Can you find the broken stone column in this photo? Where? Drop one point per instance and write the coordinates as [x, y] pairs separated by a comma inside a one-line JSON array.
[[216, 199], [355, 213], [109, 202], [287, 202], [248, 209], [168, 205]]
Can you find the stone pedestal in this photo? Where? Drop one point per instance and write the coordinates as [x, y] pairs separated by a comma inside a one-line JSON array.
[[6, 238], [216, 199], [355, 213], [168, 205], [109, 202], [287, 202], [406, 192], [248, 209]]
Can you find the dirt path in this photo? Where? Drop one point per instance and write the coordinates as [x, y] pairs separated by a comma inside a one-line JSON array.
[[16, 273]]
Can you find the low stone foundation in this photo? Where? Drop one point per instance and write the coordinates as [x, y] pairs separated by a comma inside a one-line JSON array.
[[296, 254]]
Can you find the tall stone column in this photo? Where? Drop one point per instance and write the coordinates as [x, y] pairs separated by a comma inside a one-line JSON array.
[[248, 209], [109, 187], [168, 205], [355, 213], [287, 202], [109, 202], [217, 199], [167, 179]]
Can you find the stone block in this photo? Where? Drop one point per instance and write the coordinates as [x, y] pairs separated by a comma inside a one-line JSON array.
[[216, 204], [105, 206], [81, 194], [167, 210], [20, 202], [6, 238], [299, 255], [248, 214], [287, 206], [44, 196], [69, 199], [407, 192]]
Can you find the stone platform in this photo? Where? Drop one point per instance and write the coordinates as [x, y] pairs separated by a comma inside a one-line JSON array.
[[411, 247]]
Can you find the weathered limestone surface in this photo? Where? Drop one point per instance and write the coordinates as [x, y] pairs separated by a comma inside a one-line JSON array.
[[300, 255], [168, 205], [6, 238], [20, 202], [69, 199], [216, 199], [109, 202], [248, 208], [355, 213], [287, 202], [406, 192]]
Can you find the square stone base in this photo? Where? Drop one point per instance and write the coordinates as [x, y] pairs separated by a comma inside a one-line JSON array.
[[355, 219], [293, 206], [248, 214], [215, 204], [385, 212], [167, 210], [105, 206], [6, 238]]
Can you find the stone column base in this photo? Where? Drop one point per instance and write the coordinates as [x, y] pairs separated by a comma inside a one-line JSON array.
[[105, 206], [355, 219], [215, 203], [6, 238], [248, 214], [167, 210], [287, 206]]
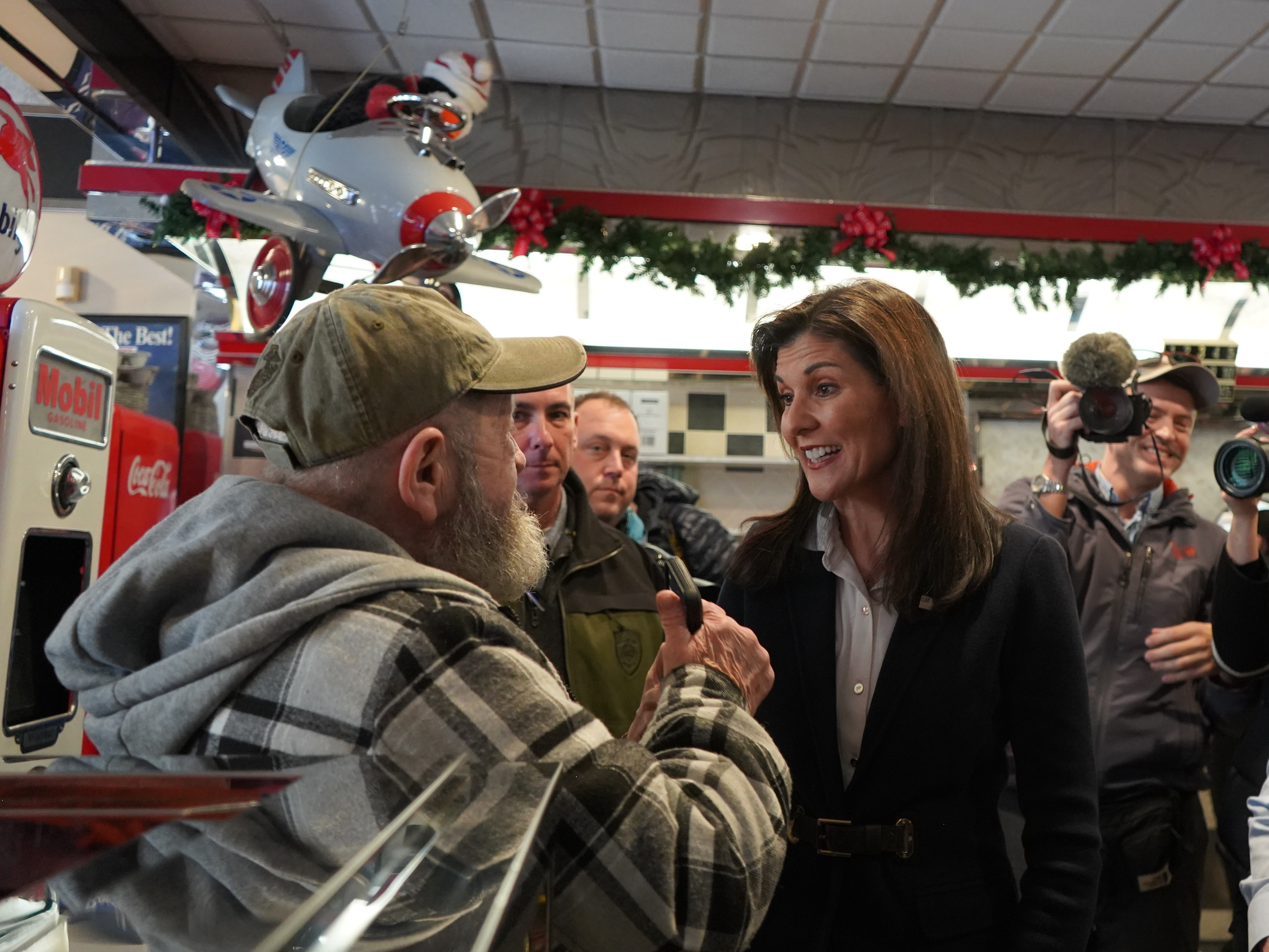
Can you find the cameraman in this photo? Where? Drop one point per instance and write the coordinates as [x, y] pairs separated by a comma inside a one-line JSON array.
+++
The exercise: Give every record again exactly, apart from the pictures, which stay out.

Response to this exercise:
Can you find the broken stone column in this photo? Where? Drop one point per instance and write the coordinates as [x, y] pairs separated by a comma inside a one-line JSON array.
[[216, 199], [355, 213], [109, 202], [287, 202], [248, 209], [168, 205]]
Can you find the stone pedestal in this photo? Where? Drop one point per instance and write the coordinates as [x, y] pairs separated by a comma inside a one-line JSON array.
[[6, 238], [216, 199], [355, 213], [168, 205], [109, 202], [287, 202], [406, 192], [248, 209]]
Can you find the dirt path in this photo? Where? Drop one point per instance and write the coordinates as [x, y] pairs separated by a comma inside a one-line JSON array.
[[16, 273]]
Can you find the low stone foundation in this photo? Where? Drop one point per instance and write the coordinates as [x, y] pairs separated by a comma inside a one-line JSON array.
[[296, 254]]
Can you find the tall stone column in this photo? Where? Drop one point per instance and write the coordinates as [x, y] pairs separated by a comma inside a one-line JSON array.
[[248, 209], [109, 187], [168, 205], [355, 213], [287, 202], [109, 202], [217, 199], [167, 179]]
Can you find the stone block in this photo? Where? Drop one point per instance and write the coordinates as [x, y] pairs separated by a comma inside a one-line JSON array.
[[216, 204], [105, 206], [81, 194], [167, 210], [20, 202], [6, 238], [299, 255], [248, 214], [287, 206], [44, 196], [69, 199], [407, 192]]
Can you find the stone platform in this photo? Where? Drop one point per instance and write the coordinates as [x, y] pairs separated by a comma inside a one-line JSON array.
[[411, 247]]
Can you find the weathered limestone surface in this photo? Where? Drop one point per instance and write the coordinates as [x, y] pairs separated by a comma inside a one-line JSON array.
[[300, 255], [168, 205], [6, 238], [20, 202], [69, 199], [216, 199], [109, 202], [248, 208], [355, 213], [287, 202], [406, 192]]
Can you find the square stone base in this photo? Where? Drop one point per instance and write the coordinates as [x, y] pairs separated by a comma inside a one-line JSON array.
[[355, 219], [293, 206], [248, 214], [215, 204], [385, 212], [167, 210], [105, 206], [6, 238]]
Can you find the stone column base in this photo? Where? Drop one point per instance and write the coordinates as [x, y] pairs separated by a comma inside a one-line JSON array.
[[105, 206], [355, 219], [215, 203], [6, 238], [248, 214], [167, 210], [287, 206]]
Can you find the cameraman in this photo? Where? Drop one point per instance and write the coordinates as [x, y] pairs separated by a comma inside a one-line JSON array.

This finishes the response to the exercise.